*Task data*
= = = = =

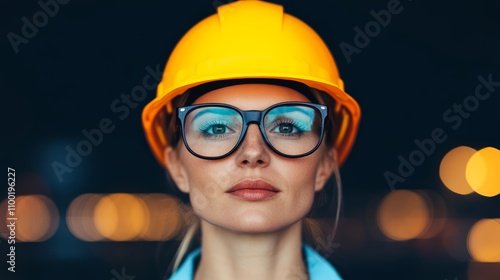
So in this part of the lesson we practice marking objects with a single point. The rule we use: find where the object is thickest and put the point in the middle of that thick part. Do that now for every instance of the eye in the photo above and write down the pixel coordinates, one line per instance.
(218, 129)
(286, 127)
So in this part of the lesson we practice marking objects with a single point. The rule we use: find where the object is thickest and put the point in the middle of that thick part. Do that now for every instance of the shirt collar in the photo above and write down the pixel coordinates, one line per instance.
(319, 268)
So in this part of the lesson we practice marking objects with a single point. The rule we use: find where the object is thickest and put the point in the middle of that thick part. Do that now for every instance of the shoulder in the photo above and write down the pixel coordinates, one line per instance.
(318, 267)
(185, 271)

= = = = =

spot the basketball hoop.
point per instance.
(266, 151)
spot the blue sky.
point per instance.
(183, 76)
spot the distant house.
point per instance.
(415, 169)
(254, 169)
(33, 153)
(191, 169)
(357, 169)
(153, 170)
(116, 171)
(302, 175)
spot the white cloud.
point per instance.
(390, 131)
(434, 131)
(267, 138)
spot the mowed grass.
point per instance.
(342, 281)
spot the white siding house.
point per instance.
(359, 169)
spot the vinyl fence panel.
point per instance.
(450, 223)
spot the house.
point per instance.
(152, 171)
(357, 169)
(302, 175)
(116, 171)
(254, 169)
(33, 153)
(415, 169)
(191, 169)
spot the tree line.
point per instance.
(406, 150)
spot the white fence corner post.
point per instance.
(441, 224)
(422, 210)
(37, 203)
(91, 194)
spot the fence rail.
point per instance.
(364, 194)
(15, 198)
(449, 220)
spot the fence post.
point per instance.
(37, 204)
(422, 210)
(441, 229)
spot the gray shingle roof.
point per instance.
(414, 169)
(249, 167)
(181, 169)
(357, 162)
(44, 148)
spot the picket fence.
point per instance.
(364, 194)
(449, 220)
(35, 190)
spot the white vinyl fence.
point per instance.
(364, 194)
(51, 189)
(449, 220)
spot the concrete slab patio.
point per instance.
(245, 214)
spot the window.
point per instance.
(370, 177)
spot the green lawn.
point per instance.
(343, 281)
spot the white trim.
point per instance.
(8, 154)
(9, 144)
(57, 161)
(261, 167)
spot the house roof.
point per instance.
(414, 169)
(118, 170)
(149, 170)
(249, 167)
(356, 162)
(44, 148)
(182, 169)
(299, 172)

= = = = =

*Directions for this task*
Count the lines of the listing above that contain the string "post", and give only that number.

*Result below*
2